Rewrite the part of the comment thread that opens with the words "Such a amazing" and closes with "uderstand 2nd method.", changing "wonderful" to "great".

* Text extract *
^^^^

Only ..God knows how your recursive CTE is working without joining on Title .. Very strange . But I admire your work and knowledge in SQL

sabh

Why order table... Evn u dint mention abt it in starting.

abhayable

with cte as(
select id, title, groups, levels, payscale, totalpost, 1 as tt from job_positions
union all
select id, title, groups, levels, payscale, totalpost, tt+1 as tt from cte
where tt+1<=totalpost)
, cte1 as (select *, ROW_NUMBER() over(partition by position_id order by position_id) as rn
from job_employees)

select cte.id, title, groups, levels, payscale, totalpost, coalesce(name, 'vacant') as name
from cte left join cte1 e on cte.id=e.position_id and tt=rn
order by title

apurvasaraf

Such a amazing video.very help full to prepare interview.
Thanks lot sir.❤

AbhishekKumar-gfdb

Thanks sir for such a wonderful concept ❤

tanishnamdev

Hi Ankit your way of teaching very good, i seeing each and every video, way could you help me on the suqquery and CTE which situation we need to use confusing little bit about that if possible do one good video it will help for so many users

RajeshwarUma

I understand first method of doing but not able to uderstand 2nd method.

^^^^

Data items
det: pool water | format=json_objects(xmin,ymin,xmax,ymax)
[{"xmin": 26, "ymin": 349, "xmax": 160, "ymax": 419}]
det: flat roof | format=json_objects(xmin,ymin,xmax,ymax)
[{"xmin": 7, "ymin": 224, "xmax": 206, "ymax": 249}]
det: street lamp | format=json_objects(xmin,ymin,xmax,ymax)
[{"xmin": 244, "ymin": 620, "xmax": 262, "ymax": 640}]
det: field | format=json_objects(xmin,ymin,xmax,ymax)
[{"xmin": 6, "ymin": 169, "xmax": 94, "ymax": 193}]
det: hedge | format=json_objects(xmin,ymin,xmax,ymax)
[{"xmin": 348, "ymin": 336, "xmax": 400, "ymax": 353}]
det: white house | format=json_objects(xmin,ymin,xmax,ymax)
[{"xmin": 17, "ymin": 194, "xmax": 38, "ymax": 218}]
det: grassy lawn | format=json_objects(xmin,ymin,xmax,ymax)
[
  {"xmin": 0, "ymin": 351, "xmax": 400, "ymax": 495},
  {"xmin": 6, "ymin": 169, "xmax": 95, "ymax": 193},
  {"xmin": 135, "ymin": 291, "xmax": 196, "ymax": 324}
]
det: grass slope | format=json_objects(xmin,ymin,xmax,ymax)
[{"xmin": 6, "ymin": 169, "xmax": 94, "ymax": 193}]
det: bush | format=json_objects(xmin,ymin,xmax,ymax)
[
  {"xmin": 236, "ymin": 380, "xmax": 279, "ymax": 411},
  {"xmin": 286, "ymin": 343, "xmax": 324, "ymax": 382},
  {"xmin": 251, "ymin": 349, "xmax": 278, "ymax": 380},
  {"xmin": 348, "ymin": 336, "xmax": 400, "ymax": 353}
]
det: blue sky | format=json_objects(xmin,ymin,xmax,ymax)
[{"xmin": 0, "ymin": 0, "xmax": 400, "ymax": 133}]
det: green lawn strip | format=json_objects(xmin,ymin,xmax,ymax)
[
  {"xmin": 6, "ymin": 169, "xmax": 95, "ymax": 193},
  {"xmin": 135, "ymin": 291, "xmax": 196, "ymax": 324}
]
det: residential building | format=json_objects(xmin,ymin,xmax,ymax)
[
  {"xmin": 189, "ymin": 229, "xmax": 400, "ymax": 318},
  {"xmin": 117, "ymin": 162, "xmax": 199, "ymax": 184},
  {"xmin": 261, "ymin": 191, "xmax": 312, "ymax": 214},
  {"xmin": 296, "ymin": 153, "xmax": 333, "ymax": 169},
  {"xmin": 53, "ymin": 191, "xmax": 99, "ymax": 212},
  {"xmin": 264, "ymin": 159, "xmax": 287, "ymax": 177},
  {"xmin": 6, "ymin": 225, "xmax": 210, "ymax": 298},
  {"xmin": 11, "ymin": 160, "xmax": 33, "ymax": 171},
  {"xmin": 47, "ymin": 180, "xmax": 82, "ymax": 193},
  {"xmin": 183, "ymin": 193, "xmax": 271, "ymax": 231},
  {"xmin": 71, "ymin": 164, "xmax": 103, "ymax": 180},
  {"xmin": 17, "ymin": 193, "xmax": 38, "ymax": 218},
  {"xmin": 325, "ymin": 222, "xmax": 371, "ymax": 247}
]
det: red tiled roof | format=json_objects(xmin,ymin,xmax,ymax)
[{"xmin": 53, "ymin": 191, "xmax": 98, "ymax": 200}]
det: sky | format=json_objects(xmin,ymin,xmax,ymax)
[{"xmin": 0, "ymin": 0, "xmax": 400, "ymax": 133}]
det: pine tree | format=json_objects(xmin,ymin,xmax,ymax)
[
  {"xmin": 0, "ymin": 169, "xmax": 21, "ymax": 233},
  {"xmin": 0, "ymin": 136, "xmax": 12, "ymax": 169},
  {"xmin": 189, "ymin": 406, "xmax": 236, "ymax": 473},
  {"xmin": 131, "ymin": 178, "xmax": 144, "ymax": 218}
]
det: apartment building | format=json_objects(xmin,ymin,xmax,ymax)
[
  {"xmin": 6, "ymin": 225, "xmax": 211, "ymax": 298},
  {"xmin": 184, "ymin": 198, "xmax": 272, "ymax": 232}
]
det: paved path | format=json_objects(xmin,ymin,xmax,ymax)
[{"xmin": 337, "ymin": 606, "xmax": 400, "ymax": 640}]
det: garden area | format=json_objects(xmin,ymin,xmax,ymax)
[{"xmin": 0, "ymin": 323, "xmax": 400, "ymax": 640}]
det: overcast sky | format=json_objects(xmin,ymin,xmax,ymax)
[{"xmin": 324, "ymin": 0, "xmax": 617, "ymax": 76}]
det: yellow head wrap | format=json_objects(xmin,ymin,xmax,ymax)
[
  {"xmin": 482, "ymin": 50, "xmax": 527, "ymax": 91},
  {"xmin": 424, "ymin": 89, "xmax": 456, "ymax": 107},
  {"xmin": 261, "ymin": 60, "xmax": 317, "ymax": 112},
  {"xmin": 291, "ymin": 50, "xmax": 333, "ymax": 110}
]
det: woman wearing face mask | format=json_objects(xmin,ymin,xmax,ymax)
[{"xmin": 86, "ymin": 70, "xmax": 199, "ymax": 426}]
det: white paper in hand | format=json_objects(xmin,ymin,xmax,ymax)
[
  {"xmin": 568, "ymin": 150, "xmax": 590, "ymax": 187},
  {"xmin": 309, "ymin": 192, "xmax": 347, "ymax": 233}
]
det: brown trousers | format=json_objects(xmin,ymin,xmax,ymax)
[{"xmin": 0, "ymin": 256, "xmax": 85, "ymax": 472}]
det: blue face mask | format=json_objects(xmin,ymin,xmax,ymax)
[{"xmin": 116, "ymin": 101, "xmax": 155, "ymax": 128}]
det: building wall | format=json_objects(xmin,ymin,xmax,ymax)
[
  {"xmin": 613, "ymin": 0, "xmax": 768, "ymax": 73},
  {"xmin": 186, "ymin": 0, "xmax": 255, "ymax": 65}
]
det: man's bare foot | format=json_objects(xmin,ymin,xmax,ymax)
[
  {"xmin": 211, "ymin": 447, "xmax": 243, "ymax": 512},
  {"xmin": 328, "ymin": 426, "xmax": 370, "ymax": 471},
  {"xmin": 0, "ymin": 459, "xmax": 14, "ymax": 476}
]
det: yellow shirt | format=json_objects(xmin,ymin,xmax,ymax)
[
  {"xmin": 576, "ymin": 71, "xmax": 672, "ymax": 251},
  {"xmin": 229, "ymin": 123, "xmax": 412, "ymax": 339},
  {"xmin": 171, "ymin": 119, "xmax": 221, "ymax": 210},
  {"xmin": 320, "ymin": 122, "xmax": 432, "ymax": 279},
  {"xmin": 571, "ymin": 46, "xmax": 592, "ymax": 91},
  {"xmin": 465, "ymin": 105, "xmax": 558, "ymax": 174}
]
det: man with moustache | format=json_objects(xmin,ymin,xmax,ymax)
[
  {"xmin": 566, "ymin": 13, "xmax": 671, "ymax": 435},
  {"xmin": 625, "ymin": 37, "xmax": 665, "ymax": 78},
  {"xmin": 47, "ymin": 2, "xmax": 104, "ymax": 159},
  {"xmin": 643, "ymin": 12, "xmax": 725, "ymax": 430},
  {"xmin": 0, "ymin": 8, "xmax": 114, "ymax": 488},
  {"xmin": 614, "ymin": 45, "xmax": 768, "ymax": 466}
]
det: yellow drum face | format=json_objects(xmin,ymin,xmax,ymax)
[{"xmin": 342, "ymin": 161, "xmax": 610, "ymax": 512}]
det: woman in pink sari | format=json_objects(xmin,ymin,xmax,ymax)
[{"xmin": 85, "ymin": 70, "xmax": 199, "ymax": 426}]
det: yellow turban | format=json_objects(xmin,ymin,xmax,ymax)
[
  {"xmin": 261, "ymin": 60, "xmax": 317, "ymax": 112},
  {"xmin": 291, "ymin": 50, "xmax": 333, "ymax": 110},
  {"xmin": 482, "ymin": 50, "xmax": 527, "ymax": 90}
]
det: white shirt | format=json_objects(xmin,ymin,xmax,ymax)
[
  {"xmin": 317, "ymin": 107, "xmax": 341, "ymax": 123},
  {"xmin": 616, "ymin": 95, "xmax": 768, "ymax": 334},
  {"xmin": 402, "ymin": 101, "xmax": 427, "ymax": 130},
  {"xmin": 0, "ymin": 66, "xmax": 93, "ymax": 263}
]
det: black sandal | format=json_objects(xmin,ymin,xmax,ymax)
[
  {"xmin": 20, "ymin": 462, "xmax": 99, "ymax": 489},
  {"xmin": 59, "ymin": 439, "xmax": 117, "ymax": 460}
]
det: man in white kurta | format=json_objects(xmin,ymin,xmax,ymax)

^^^^

* Complete output *
Such a amazing video.very help full to prepare interview.
Thanks lot sir.❤

AbhishekKumar-gfdb

Thanks sir for such a great concept ❤

tanishnamdev

Hi Ankit your way of teaching very good, i seeing each and every video, way could you help me on the suqquery and CTE which situation we need to use confusing little bit about that if possible do one good video it will help for so many users

RajeshwarUma

I understand first method of doing but not able to uderstand 2nd method.